### 短い課題 1:
「ページ抜粋」によれば、筆者が本格的に「植物男子」になったのは、どの本を読んでからですか。
### 短い課題 2:
「ページ抜粋」から、「最近は慣れてきたのもあり、ま」を含む語句で始まり「いは部屋にいつもありました。」で終わる部分を、一字一句そのまま書き写してください。

### ページ抜粋:
————
『ボタニカル・ライフ』から始まった、私の植物男子遍歴
私の家は東京都心部といえば都心部に近いあたりにありますが、(それゆえに?)地方の人が見たら、「なぜこんな狭いところに一戸建てを・・・!?」と理解に苦しむような狭小住宅です。
当然、庭などありません。
しかし玄関周りのわずかなスペース、隣家との境界にある小さな植え込みスペース、2FのベランダーにDIYで作った棚の上、果てはリビングルームの隅々で、所狭しと鉢植えを置いて、色々な植物を育てては枯らしています。
最近は慣れてきたのもあり、また、あまり頻繁に枯れる植物は買わないようになったので、ローテーションは固定してきましたが、それでもプランターにスペースができるや、新しい植物を植えたり、種をまいたりしています。
こんな事をもう5〜6年は続けていますが、これが全然飽きないです。
次から次へ育てたい植物、咲かせたい花が出てきます。
元々植物は好きで、一人暮らしの時分から、いや、実家にいた高校生ぐらいの頃から、サボテンのひと鉢くらいは部屋にいつもありました。
しかし、本格的に「植物男子」になったのは、この本、
『ボタニカル・ライフ』(いとうせいこう)を読んでからです。
ミュージシャン、タレント、その他マルチな活動でその存在は元々知っていました。
しかしこの本で書かれているような、植物を育てることに熱中し、隅田川の辺りにあるマンションのベランダには所狭しと鉢植えが置かれ、毎日毎日その成長に一喜一憂しながら生活しているとは、本書を読むまで知りませんでした。
せいこうさんは庭付き一戸建てでイングリッシュ・ガーデン風だのなんだの、きれいに手入れされた庭を「ブルジョワ趣味」とこき下ろし(しかし実は羨しそう)、自宅の軒先や電柱の根本、道路の植え込みの隅などに勝手にトロ箱を置いて、
好きな花を育てている路地裏の婆さんに同志の意識を抱く。
————
### 抜粋データ:

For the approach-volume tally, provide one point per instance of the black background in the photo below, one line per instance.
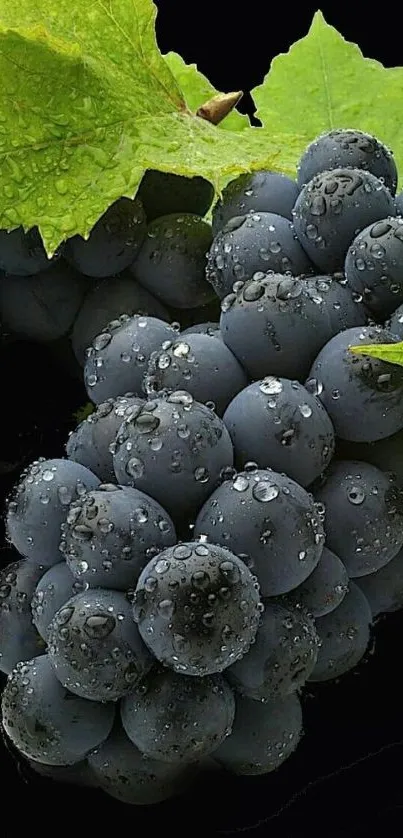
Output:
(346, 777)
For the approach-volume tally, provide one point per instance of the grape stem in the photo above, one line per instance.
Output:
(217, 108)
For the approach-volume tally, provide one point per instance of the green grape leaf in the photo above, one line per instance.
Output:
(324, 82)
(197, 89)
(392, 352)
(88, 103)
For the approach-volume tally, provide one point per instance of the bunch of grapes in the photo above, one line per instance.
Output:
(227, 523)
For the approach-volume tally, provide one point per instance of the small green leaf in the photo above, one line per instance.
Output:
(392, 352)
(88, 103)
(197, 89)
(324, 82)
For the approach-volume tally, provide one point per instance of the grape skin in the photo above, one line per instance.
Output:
————
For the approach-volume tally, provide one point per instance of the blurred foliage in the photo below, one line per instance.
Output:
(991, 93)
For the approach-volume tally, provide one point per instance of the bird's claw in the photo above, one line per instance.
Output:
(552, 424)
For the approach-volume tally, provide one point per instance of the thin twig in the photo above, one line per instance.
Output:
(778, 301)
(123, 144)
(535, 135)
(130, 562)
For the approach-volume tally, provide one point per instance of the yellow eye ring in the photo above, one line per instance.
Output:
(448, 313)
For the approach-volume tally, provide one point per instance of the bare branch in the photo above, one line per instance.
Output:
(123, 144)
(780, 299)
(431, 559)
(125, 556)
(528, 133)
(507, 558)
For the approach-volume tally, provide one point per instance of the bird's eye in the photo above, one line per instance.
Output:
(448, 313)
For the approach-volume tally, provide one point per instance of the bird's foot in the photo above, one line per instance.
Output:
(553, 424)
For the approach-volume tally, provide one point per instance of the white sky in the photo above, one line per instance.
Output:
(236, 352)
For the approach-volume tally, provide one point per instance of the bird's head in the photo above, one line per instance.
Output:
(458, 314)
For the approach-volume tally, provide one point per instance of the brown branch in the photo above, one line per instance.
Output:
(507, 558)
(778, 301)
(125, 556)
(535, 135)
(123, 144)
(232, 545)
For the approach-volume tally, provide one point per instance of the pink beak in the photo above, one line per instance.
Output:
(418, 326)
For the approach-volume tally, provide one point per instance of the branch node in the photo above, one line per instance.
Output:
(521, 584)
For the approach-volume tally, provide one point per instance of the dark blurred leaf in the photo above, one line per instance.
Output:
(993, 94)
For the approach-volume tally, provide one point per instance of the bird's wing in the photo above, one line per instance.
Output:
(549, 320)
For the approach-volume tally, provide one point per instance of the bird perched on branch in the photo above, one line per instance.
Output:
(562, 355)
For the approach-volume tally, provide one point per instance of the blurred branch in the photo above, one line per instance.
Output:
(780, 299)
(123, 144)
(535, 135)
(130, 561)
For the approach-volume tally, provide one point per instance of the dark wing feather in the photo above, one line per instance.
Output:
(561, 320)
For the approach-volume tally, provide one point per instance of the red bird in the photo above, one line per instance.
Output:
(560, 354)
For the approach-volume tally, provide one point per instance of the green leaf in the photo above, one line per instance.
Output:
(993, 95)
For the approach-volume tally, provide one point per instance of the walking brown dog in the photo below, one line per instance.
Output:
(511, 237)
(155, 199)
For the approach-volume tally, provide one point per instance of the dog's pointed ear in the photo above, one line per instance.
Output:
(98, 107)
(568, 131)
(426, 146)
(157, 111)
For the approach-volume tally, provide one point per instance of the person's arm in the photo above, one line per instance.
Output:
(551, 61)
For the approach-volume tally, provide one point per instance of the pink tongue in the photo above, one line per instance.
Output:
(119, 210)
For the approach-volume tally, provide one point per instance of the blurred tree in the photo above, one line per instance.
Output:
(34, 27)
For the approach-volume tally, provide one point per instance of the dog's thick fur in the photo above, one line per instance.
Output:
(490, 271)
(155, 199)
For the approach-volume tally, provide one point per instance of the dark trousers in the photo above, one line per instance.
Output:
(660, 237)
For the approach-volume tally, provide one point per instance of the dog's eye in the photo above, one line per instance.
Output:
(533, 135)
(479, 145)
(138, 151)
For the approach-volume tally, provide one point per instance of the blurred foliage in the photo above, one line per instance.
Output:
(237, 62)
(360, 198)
————
### 正解 1:
『ボタニカル・ライフ』(いとうせいこう)を読んでからです。

### 正解 2:
最近は慣れてきたのもあり、また、あまり頻繁に枯れる植物は買わないようになったので、ローテーションは固定してきましたが、それでもプランターにスペースができるや、新しい植物を植えたり、種をまいたりしています。
こんな事をもう5〜6年は続けていますが、これが全然飽きないです。
次から次へ育てたい植物、咲かせたい花が出てきます。
元々植物は好きで、一人暮らしの時分から、いや、実家にいた高校生ぐらいの頃から、サボテンのひと鉢くらいは部屋にいつもありました。